__Task description__:
Beginning with the line containing "The pointer SHOULD provide one marker per instance of the castle" and ending with the last line of the records, set down every line exactly.

#####

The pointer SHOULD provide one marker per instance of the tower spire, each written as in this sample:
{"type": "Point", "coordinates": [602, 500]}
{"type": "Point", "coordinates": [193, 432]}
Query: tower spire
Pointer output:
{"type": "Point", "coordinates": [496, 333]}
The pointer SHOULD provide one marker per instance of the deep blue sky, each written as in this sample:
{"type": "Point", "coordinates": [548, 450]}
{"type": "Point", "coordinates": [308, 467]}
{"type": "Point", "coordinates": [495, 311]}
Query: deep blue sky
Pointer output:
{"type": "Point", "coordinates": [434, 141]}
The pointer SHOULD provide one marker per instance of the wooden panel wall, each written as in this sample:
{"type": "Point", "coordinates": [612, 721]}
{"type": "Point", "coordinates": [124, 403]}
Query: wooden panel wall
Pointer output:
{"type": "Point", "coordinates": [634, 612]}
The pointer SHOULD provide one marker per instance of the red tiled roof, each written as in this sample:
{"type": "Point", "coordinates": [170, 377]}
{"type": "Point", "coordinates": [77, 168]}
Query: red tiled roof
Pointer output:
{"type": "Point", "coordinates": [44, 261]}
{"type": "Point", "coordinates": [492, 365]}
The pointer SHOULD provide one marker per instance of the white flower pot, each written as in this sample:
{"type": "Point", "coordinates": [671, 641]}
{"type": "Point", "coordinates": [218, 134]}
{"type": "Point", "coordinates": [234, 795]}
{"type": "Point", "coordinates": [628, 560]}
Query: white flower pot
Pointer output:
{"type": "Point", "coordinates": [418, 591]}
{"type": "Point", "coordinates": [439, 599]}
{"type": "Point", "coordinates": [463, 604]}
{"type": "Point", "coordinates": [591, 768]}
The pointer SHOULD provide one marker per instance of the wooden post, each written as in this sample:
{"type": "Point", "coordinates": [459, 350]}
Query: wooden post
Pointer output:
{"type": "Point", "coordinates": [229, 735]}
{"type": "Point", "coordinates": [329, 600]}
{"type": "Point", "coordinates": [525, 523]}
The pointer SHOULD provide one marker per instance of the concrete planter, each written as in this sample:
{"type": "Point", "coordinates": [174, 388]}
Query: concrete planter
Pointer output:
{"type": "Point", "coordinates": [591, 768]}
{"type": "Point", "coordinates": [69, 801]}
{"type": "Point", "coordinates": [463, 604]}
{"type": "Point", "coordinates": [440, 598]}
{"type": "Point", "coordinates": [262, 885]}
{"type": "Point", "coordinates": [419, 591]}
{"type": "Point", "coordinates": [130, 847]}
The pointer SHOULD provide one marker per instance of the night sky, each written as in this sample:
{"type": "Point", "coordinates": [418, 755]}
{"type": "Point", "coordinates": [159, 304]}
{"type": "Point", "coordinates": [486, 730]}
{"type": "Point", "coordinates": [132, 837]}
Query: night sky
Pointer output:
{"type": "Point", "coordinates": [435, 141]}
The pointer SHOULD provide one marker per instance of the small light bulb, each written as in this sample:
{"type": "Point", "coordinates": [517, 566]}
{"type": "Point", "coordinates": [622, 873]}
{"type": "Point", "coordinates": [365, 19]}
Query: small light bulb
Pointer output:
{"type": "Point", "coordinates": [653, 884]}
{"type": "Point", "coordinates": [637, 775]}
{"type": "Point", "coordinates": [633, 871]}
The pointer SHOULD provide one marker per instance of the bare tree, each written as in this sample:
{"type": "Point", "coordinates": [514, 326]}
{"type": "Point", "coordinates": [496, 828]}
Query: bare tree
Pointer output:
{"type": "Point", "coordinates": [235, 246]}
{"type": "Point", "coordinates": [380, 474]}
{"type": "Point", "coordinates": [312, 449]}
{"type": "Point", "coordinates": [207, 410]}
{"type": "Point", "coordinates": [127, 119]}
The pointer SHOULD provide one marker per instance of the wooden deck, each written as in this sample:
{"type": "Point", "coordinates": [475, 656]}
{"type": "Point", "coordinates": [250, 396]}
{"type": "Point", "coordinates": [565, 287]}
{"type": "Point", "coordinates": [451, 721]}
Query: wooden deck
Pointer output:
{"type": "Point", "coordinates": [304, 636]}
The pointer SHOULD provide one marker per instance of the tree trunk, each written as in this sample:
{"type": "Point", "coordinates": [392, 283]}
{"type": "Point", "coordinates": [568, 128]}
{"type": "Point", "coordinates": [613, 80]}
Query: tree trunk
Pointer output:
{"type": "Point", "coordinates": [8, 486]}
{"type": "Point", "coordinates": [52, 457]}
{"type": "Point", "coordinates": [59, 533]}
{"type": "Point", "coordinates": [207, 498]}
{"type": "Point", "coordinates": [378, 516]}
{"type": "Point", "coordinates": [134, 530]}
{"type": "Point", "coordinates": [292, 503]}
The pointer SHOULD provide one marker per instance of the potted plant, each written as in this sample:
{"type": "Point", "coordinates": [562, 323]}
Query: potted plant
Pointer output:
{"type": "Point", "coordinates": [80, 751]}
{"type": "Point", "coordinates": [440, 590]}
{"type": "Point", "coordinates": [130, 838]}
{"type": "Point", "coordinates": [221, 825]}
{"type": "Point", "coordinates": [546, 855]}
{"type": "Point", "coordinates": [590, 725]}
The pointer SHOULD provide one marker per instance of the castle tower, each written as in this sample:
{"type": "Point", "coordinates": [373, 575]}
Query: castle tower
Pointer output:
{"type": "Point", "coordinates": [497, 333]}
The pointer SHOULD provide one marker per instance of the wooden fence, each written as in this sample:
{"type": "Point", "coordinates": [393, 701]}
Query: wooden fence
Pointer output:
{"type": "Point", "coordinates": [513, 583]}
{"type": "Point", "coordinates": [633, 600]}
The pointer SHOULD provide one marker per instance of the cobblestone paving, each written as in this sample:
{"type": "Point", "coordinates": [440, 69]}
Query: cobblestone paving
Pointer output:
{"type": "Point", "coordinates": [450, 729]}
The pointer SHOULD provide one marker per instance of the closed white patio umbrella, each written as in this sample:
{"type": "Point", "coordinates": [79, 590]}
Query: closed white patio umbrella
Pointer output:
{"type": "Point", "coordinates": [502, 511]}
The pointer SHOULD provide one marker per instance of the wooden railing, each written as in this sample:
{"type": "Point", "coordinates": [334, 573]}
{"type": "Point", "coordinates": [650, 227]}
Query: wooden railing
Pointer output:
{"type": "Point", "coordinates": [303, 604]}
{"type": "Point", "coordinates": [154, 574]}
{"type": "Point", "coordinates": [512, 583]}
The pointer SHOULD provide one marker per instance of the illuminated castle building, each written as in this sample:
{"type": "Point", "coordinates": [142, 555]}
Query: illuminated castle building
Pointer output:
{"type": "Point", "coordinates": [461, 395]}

#####

__Task solution__:
The pointer SHOULD provide one marker per instance of the castle tower, each written as in this sample:
{"type": "Point", "coordinates": [373, 575]}
Query: castle tower
Pointer output:
{"type": "Point", "coordinates": [497, 333]}
The pointer SHOULD provide one marker per instance of the wooden fence, each written as in this sample:
{"type": "Point", "coordinates": [393, 701]}
Query: wooden fence
Pointer output:
{"type": "Point", "coordinates": [513, 583]}
{"type": "Point", "coordinates": [633, 600]}
The pointer SHOULD provide one marker per instance of the cobblestone paving, each written as in this sample:
{"type": "Point", "coordinates": [440, 69]}
Query: cobblestone paving
Pointer output:
{"type": "Point", "coordinates": [450, 729]}
The pointer SHOULD provide one marker per instance of the closed white patio umbrella, each written as in this sample:
{"type": "Point", "coordinates": [79, 590]}
Query: closed white patio umbrella
Pointer output:
{"type": "Point", "coordinates": [502, 511]}
The pointer SHOULD provide one marker per instance of the wooden railing, each written as in this sample:
{"type": "Point", "coordinates": [334, 573]}
{"type": "Point", "coordinates": [650, 227]}
Query: wooden railing
Pointer output:
{"type": "Point", "coordinates": [303, 604]}
{"type": "Point", "coordinates": [154, 574]}
{"type": "Point", "coordinates": [512, 583]}
The pointer SHOULD provide one marker per instance of the illuminated castle building, each written as in this sample:
{"type": "Point", "coordinates": [142, 555]}
Query: illuminated castle building
Pointer output:
{"type": "Point", "coordinates": [461, 395]}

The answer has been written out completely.